:: Excerpt provided ::

In Nkrumah’s final published work, he denounces what he calls new imperialism and he blames his downfall on the fact that Ghana remained dependent and never became fully independent. His writings showed many things; one main thing that was shown was that Nkrumah was not supportive of the American government. This was due to the fact that at that time they were engaged in fighting the Vietnam War and he felt that Ghana was going to fall under communist control through the domino effect. At the same time the economy in Ghana had collapsed and the foreign exchange and government’s reserves disappeared. The Unemployment rate rose dramatically and food prices skyrocketed. The food prices were up over 250 percent from the year 1957 and up sixty-six percent in 1965.14 Later on there were huge food shortages that effected every area and individual in the country.
Thus on February 24, 1966, Colonel Emmanuel Kwasi Kotoka who was a member of the National Liberation Council (NLC), which was the opposing force to Nkrumah, took over the government. The take over was conducted under the code name Operation Cold Chop. The United States and Ghana’s neo-colonialists supported this operation which then caused the parliament to be dissolved and outlawed Nkrumah’s political party, and also dismissed Nkrumah as President of Ghana’s First Republic.
Certainly, his accomplishments, his enthusiasm for a united Africa, his political support of an independent society, his leadership and drive to gain independence for Ghana, and his multiple economic achievements have earned Nkrumah an important and well deserved place in history. His messages of independence have allowed the people of Ghana to have a base for passion and self-reliance. Throughout Ghana, in every region of the country, the citizens were affected by the principles of the CPP. He was able to organize the independence of a country which set the standards that all other African countries can use and follow. This was especially apparent in the Grand Liberation of 1960 in which Nigeria, Gambia, Sierra Leone, Tanzania, Uganda, and Zambia all became independent.15 His main political objectives of strengthening the government of Ghana and modernizing the entire country prove to be effective, even if it was only for a short time. Most Africans remember Nkrumah as the redeemer because he was able to provide leadership in with a charismatic attitude that the Africans had needed to help guide the country away from imperialism.

:::
:: Information given ::

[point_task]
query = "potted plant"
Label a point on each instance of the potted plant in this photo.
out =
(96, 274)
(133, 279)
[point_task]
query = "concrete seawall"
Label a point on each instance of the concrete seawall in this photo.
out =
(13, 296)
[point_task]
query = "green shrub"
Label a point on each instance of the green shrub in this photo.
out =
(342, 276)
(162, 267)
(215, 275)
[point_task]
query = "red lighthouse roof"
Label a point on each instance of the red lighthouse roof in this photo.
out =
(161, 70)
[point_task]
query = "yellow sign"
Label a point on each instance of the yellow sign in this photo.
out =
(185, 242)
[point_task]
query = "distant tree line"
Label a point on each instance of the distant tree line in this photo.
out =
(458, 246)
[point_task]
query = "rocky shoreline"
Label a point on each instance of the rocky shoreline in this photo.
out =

:::

#### [Problem 1]
Translate this sentence from the excerpt on Nkrumah into Spanish: "The take over was conducted under the code name Operation Cold Chop."
#### [Problem 2]
According to the excerpt on Nkrumah, which countries became independent in the Grand Liberation of 1960? List every one it names.

#### [Written answer 1]
La toma del poder se llevó a cabo bajo el nombre en clave Operación Cold Chop.

#### [Written answer 2]
Nigeria, Gambia, Sierra Leone, Tanzania, Uganda, Zambia